I was sent to prison because I was a political activist in my country. I was very young; I was 22 and I was the Secretary of the Union of the Reserve Bank in El Salvador and my role in the revolution was to provide economic support through donations to the guerilla movement.
I come from a peasant family with a very poor background; and at the time a lot of peasants were assassinated in my country. I remember this day I was at the bank and there was a mass demonstration. The army came and blocked the avenue with tanks and police started running behind the demonstrators with machine guns. When I left that night the street was littered with bodies piled up outside shops. When you’re young and you have a social conscience and are educated and you see that, you cannot but try to do something about it.
In 1983 my house was raided by a death squad, and I was taken at 1am in the morning, blindfolded, put in the back of a van and taken to the basement of the national police headquarters which was used for political activists. I was interrogated blindfolded 24 hours a day at gunpoint for the first three days with no food, no toilet, no nothing. They also threatened to kill my family, which I knew happened regularly. It was pretty a dark period in our history. Eventually I was taken to a prison cell where the Red Cross International used to visit and they advised my wife that I was alive. I was then sent to a national prison as a political prisoner and was there for a few months until my union bribed the military judge in charge of my case and I was released.

■ **Dataset rows**
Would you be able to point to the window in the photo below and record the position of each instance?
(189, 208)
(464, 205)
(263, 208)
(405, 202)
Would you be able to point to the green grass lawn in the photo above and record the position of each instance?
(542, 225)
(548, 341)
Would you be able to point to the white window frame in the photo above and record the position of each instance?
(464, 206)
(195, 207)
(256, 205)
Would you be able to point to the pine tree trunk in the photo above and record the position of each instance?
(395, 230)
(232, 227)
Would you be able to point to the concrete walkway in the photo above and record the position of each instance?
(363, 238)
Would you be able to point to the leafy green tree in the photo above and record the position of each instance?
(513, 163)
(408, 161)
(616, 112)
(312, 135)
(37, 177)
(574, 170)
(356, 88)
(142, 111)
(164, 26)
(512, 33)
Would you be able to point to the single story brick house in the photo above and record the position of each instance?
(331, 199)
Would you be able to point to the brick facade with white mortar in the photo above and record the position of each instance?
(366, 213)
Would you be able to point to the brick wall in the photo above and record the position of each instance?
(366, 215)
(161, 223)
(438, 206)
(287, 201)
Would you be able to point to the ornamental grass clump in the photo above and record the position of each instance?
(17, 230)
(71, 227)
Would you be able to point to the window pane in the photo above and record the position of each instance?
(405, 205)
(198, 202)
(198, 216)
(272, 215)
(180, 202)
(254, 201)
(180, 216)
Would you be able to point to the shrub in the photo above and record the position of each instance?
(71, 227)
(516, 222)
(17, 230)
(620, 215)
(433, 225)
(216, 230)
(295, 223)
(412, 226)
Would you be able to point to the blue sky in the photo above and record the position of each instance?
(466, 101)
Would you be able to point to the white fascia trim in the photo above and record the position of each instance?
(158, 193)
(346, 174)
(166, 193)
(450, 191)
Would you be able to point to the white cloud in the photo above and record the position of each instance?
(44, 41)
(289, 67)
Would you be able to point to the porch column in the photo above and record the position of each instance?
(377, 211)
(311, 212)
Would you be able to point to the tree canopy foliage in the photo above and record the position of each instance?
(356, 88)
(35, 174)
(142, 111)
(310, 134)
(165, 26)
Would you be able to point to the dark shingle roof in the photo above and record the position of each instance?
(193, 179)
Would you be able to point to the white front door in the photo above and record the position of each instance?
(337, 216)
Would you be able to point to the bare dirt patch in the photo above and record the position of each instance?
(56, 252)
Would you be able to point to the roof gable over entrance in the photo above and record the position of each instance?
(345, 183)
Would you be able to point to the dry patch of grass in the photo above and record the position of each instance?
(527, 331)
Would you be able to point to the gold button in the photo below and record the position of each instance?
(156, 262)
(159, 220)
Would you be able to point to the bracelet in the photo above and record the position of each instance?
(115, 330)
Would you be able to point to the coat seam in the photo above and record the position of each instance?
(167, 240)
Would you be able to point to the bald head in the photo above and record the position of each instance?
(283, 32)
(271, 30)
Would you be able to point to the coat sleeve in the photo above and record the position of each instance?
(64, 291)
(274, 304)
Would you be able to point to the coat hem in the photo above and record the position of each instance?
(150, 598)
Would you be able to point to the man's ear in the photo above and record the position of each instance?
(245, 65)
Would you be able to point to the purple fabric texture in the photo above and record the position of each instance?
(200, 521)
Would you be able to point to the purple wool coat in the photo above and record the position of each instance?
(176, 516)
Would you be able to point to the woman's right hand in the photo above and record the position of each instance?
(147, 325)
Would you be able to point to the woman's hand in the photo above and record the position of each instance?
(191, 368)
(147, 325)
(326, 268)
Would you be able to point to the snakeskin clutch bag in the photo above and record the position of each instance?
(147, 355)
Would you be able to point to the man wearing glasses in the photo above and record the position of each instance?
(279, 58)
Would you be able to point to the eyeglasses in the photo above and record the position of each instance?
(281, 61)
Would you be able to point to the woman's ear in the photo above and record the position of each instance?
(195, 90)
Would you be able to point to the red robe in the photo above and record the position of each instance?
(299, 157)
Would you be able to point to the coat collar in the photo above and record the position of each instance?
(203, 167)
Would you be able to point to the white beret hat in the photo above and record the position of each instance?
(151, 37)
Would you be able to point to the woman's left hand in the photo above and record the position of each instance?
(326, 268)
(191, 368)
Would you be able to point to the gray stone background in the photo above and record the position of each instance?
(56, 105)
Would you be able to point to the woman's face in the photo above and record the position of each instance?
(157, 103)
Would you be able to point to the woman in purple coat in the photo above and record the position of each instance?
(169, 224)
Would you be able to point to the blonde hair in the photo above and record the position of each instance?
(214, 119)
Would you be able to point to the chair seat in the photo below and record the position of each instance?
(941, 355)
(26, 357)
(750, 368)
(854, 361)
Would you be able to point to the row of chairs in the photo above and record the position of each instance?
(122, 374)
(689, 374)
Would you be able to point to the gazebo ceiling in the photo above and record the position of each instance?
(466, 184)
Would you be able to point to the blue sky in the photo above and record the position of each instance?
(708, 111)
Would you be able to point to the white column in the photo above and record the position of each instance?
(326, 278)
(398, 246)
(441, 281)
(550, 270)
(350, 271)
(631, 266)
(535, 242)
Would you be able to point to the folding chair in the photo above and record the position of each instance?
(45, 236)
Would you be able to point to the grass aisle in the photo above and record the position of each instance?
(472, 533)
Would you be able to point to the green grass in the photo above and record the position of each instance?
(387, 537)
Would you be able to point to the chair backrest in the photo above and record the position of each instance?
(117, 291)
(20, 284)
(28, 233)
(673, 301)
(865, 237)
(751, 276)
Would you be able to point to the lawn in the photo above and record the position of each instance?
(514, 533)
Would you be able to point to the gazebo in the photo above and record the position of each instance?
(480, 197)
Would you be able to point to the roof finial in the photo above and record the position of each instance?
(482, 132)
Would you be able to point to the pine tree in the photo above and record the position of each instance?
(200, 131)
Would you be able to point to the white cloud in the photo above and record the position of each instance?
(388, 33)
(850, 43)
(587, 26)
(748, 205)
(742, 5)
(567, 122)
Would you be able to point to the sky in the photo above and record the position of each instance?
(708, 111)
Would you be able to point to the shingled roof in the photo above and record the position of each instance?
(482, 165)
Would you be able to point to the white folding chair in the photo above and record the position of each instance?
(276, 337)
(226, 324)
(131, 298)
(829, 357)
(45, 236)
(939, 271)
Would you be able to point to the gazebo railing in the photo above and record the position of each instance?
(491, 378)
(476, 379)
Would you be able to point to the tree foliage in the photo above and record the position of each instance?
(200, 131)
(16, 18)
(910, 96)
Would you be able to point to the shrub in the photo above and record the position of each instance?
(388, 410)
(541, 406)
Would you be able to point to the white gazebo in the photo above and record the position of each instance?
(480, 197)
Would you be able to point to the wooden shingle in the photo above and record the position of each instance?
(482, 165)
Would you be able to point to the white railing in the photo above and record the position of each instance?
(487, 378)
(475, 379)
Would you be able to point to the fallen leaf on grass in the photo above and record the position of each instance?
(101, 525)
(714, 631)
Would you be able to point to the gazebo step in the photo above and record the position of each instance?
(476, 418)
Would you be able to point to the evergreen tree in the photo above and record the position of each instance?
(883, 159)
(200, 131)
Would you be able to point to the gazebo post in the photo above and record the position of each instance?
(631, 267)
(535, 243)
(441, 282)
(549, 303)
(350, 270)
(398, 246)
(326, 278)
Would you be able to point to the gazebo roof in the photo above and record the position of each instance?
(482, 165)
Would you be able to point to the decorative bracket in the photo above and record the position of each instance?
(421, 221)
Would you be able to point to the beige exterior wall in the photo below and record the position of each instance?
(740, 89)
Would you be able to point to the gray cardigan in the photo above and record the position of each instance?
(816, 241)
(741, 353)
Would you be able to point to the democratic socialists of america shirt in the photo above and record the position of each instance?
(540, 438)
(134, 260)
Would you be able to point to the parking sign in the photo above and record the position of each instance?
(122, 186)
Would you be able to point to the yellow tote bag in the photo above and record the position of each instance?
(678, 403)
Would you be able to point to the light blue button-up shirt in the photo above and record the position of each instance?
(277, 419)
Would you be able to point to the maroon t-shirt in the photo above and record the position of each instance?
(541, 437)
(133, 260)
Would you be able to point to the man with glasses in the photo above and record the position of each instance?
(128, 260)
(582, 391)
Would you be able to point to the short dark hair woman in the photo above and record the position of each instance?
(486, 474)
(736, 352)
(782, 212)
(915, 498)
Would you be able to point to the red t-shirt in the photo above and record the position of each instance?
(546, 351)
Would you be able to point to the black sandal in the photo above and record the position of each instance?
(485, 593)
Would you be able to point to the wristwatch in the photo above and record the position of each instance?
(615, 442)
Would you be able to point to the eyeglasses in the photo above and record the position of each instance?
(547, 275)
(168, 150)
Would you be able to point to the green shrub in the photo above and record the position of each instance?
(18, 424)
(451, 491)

■ **Challenge**
Write a continuation of the first-person account of political imprisonment in El Salvador, picking up after its final sentence.

■ **Task result**
The UNHCR put an office in El Salvador due to the raging civil war, thus around 1988 I applied to come to Australia as a refugee with my wife and two small boys. We couldn’t speak the language; it was tough. But we came with a lot of hope and determination.
I had just finished an economics degree, but I worked as a cleaner at night and learnt English in the day. When my English was good enough, I started applying for roles as a bookkeeper. Later I did a post grad in accounting, a grad dip in Aged Care and then I finished an MBA at Deakin around 2002.
One of the reasons I chose to work at ACSO is that I know how tough it is to be in jail. You miss the sky and the stars and regardless of how I got there, the experiences I went through, I share this with other people. If I can help to bring about some change, I’m happy to be part of that.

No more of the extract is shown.